**Document excerpt**
Bear in mind his paper is called "Girl Power? [etc.]" - and the power he thinks girls (as young as seven) have over boys is to maliciously cause educators to use teaching methods that suit their needs, and intimidating their poor beleaguered male peers to the point where their feeble skills can find no expression. Performance anxiety, indeed.

Apparently there is no age at which women are free from the obligation to bolster, nurture and support male privilege and success[1]. With all of the advantages heaped on them from birth, if boys are seen to in any way give ground in the entitlement stakes, that is women's fault. Even seven year old women.

Don't believe me that this dude is looking at how girls harm boys, and not doing some sort of even handed analysis of gender relations in the classroom? Here's a quote from the paper's abstract:

"This paper builds on the work of Hoxby (2000) and uses exogenous changes in the proportion of girls within UK school cohorts to estimate the effect of a more female peer group." (emphasis mine)

**Record list**
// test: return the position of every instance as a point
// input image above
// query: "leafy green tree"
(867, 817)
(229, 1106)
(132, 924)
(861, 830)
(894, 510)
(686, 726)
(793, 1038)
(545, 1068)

---

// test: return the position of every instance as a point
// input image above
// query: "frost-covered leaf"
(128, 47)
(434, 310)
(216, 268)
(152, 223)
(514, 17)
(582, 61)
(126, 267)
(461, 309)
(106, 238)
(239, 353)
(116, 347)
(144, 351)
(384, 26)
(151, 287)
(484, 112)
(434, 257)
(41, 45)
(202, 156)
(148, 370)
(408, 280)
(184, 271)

==

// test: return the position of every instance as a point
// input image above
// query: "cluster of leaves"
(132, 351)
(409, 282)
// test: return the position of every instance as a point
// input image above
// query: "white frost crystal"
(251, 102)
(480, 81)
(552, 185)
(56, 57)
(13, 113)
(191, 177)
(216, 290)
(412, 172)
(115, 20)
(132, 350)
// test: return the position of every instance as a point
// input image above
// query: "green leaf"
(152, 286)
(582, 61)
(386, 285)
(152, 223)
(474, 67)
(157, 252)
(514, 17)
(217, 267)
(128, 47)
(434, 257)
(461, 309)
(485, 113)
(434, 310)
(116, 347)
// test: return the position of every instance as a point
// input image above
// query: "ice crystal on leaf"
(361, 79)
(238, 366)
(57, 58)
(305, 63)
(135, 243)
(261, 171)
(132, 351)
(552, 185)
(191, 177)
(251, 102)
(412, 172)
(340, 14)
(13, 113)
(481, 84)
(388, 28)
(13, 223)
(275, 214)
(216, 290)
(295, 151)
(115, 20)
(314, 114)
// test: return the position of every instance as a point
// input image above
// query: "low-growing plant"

**Exercise requirements**
a - Answer these questions about the passage on the "Girl Power?" paper:
(i) How young are the girls the paper's author is said to think have power over boys?
(ii) Whose work does the paper build on, according to the quoted abstract?
(iii) In which country's school cohorts does the paper look at the proportion of girls?
b - List every action the passage on the "Girl Power?" paper says women are obliged to do for male privilege and success.
Answer from the passage alone.

**Answers**
a -
(i) As young as seven.
(ii) Hoxby (2000).
(iii) The UK.

b - bolster, nurture, support